• _Instructions to follow_
Return the data below exactly, minus the pictures.

• _Supplied material_
--

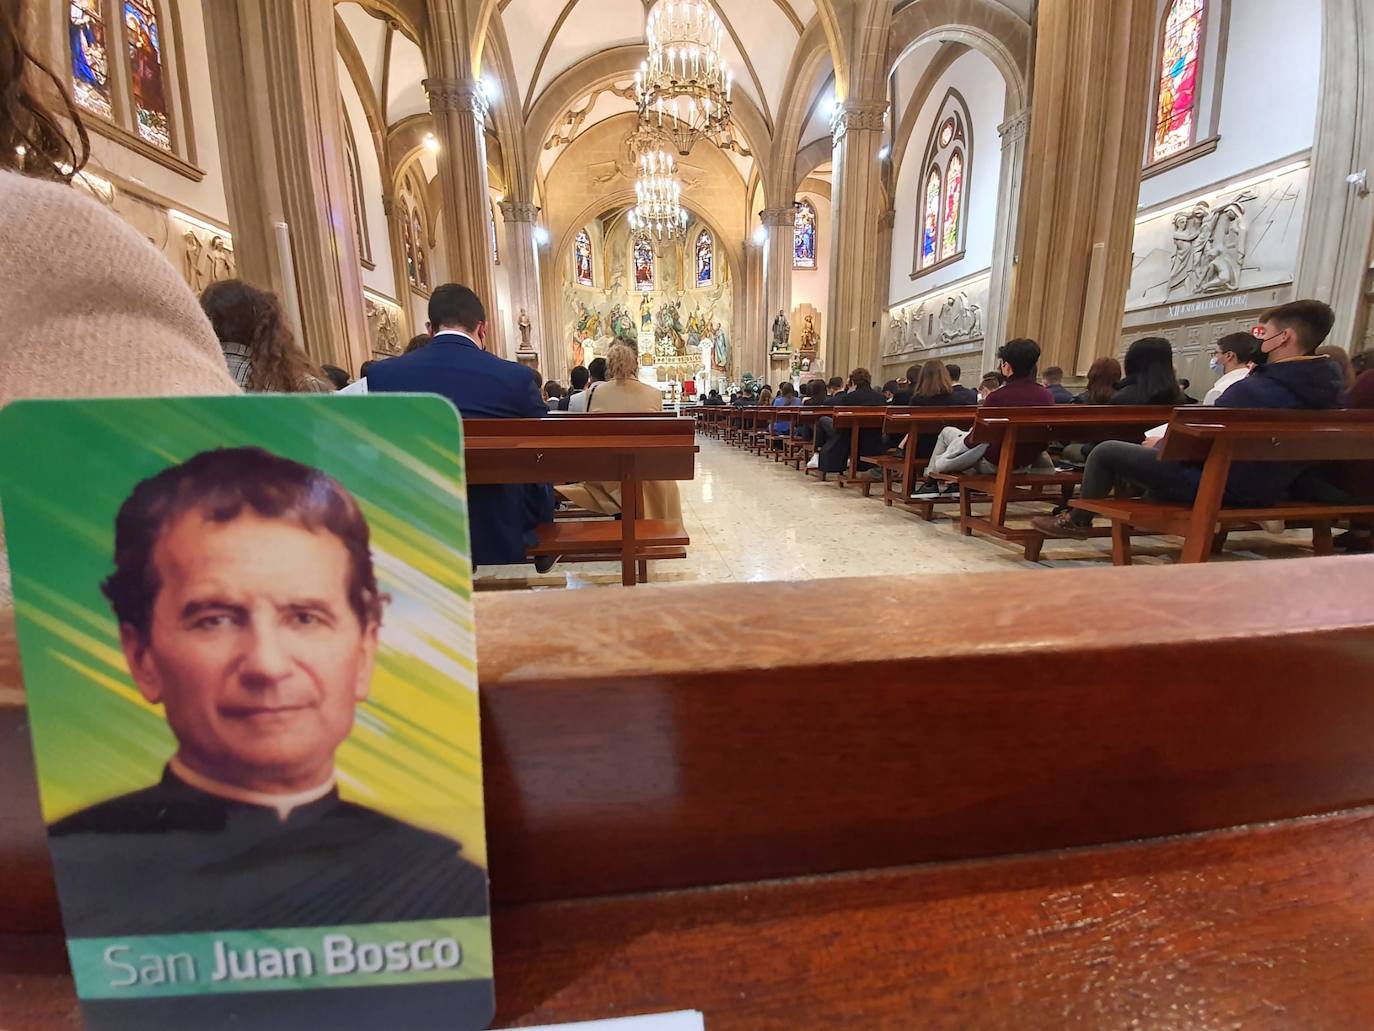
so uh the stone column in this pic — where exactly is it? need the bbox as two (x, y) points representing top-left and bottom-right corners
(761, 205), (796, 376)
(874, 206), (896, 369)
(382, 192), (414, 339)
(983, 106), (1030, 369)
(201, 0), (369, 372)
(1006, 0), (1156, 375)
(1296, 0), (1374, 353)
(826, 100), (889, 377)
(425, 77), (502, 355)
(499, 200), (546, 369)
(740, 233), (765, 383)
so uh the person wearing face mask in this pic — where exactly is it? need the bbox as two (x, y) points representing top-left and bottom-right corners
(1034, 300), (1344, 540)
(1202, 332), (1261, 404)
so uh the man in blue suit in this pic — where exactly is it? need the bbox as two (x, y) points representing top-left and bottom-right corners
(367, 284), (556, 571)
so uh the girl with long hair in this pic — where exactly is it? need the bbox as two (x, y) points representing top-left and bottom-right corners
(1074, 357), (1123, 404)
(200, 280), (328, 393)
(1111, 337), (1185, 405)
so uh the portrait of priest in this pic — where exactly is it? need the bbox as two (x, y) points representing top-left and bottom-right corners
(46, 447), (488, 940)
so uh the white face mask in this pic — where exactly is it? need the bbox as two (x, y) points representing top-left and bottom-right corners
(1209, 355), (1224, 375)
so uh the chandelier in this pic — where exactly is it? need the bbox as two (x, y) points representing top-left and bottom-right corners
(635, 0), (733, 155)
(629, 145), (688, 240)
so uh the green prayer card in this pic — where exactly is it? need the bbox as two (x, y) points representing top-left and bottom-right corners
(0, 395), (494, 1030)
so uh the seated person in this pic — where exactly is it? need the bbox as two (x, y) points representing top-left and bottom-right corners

--

• _Written response_
so uh the stone column in this pic — where exactly is it? need the bbox as two (x, y) points representing top-left and bottom-right corners
(761, 205), (796, 376)
(874, 206), (896, 369)
(382, 192), (414, 339)
(983, 106), (1030, 369)
(201, 0), (369, 372)
(1006, 0), (1156, 375)
(1296, 0), (1374, 353)
(826, 100), (889, 377)
(425, 77), (502, 355)
(499, 200), (546, 369)
(740, 233), (765, 383)
so uh the person wearing face mask in this pic — where exactly is it? need the bbox as two (x, y) points representing top-left and bottom-right corners
(1034, 300), (1344, 540)
(1202, 332), (1261, 404)
so uh the man in blue suit in this pic — where exactly is it? need the bbox as two (x, y) points representing top-left and bottom-right corners
(367, 284), (556, 571)
so uh the girl with long hair in this pic — where exactly is it? need the bbox as two (x, y) points representing top-left and bottom-right corners
(1074, 357), (1123, 404)
(200, 280), (328, 393)
(1111, 337), (1185, 405)
so uh the portrait of priest in this pic — where exactly is it? need the bbox as two (x, y) points representing top-left and bottom-right corners
(46, 447), (488, 940)
so uh the white face mask in this pic — where exactly is it? need the bbox as two (x, y) points representing top-left and bottom-right corners
(1209, 355), (1224, 375)
so uh the chandelier in this pic — where exactly is it? need the bbox as two (x, y) points representing top-left and bottom-right corners
(635, 0), (733, 155)
(629, 145), (688, 240)
so uh the green prayer card in this pic — where exactly is it? need the bbox as two (x, y) points representing top-left and bottom-right corners
(0, 395), (494, 1030)
so uh the seated person in this pic — where exactly is it? need the bbox as two (x, y) points representing top-left and bottom-right corners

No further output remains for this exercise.